=== Exercise instructions ===
Change "eagle talon" to "hawk talon" throughout the records below and write out their lines again with nothing else altered. Leave the pictures out of your answer.
─── Data ───
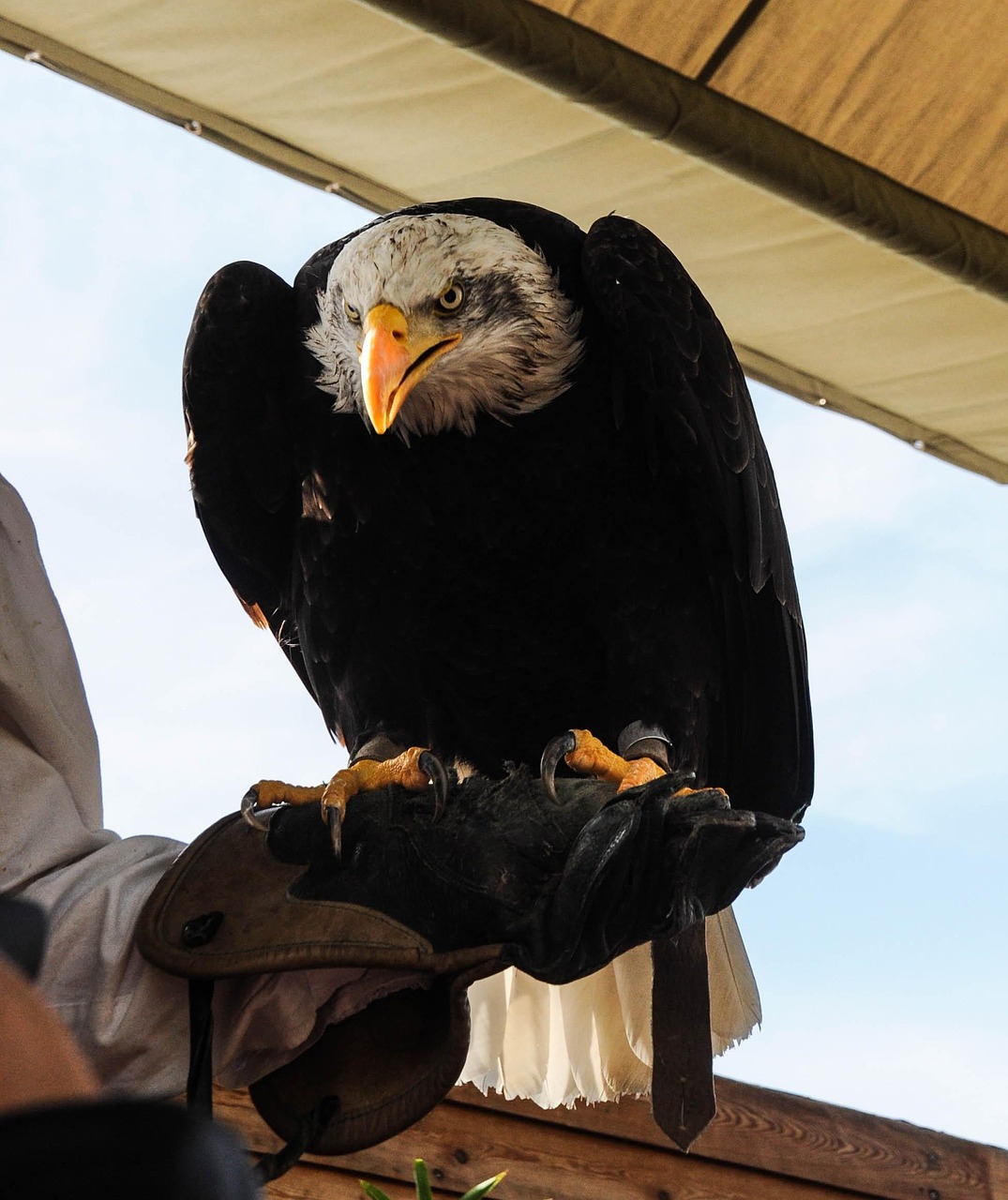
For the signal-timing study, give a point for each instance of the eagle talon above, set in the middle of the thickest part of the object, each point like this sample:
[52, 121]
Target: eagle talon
[434, 771]
[563, 744]
[334, 818]
[249, 810]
───
=== Solution to this exercise ===
For the signal-timing study, give a point for each instance of the hawk talon above, set in the middle of the thickest part of the object, each point like this sample:
[52, 121]
Target: hawk talon
[434, 771]
[563, 744]
[334, 818]
[249, 810]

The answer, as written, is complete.